== Metin bloğu

Merkezin, denizden yüksekliği: 1030 metredir. Bölgede, tipik karasal iklim hüküm sürmektedir. Buna göre: yazlar sıcak ve kurak, kışlar ise soğuk ve kar yağışlı olarak geçer. Bitki örtüsü ise: bozkır. Büyük bölüm ise, çıplak yamaçlar şeklinde görülmektedir.
İlçe ekonomisi: tarım ve hayvancılığa dayanır. Bölgede akarsu bulunmadığından, sulama da büyük güçlükler yaşanmaktadır. Son yıllardaki ekonomik gelişmeler çerçevesinde, ilçede, büyük bir Holding tarafından, birçok fabrikadan oluşan, Gıda Şehri bölgesi kurulmak durumundadır. Tamamen tarıma dayalı olarak gerçekleştirilecek bu proje, dünyanın bu konudaki en büyük projesidir. Bu proje çerçevesinde: birçok gıda ürünü, bölgede üretilecek, işlenecek, paketlenecek, depolanacak ve sevk edilecektir.
KAZIM KARABEKİR
1882 yılında, İstanbul’da doğdu. Harp Okulunda, Atatürk ile tanıştı. 31 Mart Olayını bastırmak için, İstanbul’a gönderilen Harekat Ordusunun başında, Atatürk ile birlikte görev yaptı. I. Dünya Savaşı başında, yarbay olan Kazım Karabekir, savaş yılları boyunca: İran sınırı, Halep, Doğu cephesi ve Çanakkale’de bulundu. 1917 yılında, Erzincan yakınlarındaki “Kafkas Ordusu” komutanlığına getirildi ve bu süredeki görevinde: Ermenileri püskürterek, Erzurum ve Erzincan’ı geri aldı. Sarıkamış bölgesinde ise: Kars ve Gümrü kalelerini ele geçirdi ve bu hizmetlerinin sonucunda “General” oldu.

====
== Gösterilen satırlar

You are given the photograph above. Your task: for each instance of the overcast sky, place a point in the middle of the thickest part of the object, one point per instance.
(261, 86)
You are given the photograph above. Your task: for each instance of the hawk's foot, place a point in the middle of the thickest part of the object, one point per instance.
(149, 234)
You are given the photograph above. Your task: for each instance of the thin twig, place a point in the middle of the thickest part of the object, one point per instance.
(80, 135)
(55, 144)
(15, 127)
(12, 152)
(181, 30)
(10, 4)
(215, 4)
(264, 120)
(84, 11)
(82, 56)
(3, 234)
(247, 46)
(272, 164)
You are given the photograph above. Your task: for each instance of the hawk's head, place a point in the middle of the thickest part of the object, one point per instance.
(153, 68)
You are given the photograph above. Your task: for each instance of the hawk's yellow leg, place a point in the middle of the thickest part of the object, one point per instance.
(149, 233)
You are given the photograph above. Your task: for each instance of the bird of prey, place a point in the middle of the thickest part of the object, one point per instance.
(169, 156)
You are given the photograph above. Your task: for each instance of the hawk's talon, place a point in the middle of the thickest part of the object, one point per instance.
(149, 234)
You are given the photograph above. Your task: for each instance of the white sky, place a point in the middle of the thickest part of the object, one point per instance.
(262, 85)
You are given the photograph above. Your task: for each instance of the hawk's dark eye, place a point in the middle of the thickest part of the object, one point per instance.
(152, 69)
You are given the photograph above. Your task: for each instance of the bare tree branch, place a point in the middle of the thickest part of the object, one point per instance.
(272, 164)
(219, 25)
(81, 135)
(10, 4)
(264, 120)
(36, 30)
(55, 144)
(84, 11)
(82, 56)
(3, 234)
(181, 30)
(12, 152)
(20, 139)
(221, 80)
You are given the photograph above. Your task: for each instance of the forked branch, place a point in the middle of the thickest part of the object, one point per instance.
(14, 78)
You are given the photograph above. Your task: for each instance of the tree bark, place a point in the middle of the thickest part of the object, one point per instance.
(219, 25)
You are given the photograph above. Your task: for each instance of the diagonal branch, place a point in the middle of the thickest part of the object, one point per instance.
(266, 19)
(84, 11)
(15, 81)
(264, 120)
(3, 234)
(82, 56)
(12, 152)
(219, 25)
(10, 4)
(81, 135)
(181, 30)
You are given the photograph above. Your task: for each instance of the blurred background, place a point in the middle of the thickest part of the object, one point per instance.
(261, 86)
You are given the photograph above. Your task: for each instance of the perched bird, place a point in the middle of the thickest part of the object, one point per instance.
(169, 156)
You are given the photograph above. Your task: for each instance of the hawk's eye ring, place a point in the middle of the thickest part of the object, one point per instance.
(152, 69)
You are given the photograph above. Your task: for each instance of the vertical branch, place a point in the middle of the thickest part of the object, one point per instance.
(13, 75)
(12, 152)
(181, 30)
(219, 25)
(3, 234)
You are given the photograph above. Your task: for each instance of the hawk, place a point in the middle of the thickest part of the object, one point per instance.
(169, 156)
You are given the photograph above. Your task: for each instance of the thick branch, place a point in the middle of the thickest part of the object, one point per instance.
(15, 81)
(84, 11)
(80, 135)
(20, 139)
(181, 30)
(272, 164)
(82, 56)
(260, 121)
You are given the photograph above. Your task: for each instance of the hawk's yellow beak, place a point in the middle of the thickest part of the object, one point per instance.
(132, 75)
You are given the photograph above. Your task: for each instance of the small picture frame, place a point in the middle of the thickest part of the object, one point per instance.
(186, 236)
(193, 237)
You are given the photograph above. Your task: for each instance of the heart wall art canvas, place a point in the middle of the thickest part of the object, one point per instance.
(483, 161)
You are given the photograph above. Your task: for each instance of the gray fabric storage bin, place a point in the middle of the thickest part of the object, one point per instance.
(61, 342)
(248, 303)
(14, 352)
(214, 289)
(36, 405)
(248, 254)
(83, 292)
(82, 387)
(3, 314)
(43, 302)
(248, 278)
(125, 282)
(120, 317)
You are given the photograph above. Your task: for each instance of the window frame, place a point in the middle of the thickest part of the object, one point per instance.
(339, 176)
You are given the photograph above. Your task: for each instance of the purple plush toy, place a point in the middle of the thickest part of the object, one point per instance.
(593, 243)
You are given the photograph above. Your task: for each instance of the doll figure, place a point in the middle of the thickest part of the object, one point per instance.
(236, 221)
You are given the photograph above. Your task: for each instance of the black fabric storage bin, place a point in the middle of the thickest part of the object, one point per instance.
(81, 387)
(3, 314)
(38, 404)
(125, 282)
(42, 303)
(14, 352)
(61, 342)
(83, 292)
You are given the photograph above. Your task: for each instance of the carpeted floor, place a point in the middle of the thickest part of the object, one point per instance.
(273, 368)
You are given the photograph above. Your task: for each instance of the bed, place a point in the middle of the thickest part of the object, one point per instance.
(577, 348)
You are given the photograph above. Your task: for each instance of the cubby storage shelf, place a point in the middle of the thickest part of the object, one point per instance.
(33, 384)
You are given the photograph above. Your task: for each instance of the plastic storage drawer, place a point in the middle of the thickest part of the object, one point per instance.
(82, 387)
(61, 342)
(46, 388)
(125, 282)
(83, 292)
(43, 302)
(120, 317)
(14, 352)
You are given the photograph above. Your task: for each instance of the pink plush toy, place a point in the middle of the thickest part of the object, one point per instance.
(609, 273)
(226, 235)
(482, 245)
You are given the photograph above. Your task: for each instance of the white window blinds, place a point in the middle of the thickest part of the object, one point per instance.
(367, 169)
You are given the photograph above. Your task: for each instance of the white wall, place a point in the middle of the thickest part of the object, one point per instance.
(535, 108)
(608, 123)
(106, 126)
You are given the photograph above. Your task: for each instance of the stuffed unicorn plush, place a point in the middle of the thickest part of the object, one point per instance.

====

■ Alıştırma yönergeleri ■
A – Aşağıdaki ifadelerin metinle uyuşup uyuşmadığını belirtin. Her biri için evet ya da hayır deyin ve kararı belirleyen sözleri metinden birebir alıntılayın: (i) Merkezin denizden yüksekliği 1030 metredir. (ii) Kazım Karabekir, Atatürk ile Harp Okulunda tanışmıştır. (iii) Kazım Karabekir 1882 yılında Erzurum'da doğmuştur.
B – Metinde "Merkezin, denizden yüksekliği: 1030" ile "ve sevk edilecektir." arasındaki bölümü, bu iki ifade de dahil olmak üzere, birebir çoğaltın.
Bu satırlar başka bir kaynaktan alınmıştır.

■ Görevlere göre sonuçlar ■
A –
(i) Evet: "Merkezin, denizden yüksekliği: 1030 metredir."
(ii) Evet: "Harp Okulunda, Atatürk ile tanıştı."
(iii) Hayır: "1882 yılında, İstanbul’da doğdu."

B –
Merkezin, denizden yüksekliği: 1030 metredir. Bölgede, tipik karasal iklim hüküm sürmektedir. Buna göre: yazlar sıcak ve kurak, kışlar ise soğuk ve kar yağışlı olarak geçer. Bitki örtüsü ise: bozkır. Büyük bölüm ise, çıplak yamaçlar şeklinde görülmektedir.
İlçe ekonomisi: tarım ve hayvancılığa dayanır. Bölgede akarsu bulunmadığından, sulama da büyük güçlükler yaşanmaktadır. Son yıllardaki ekonomik gelişmeler çerçevesinde, ilçede, büyük bir Holding tarafından, birçok fabrikadan oluşan, Gıda Şehri bölgesi kurulmak durumundadır. Tamamen tarıma dayalı olarak gerçekleştirilecek bu proje, dünyanın bu konudaki en büyük projesidir. Bu proje çerçevesinde: birçok gıda ürünü, bölgede üretilecek, işlenecek, paketlenecek, depolanacak ve sevk edilecektir.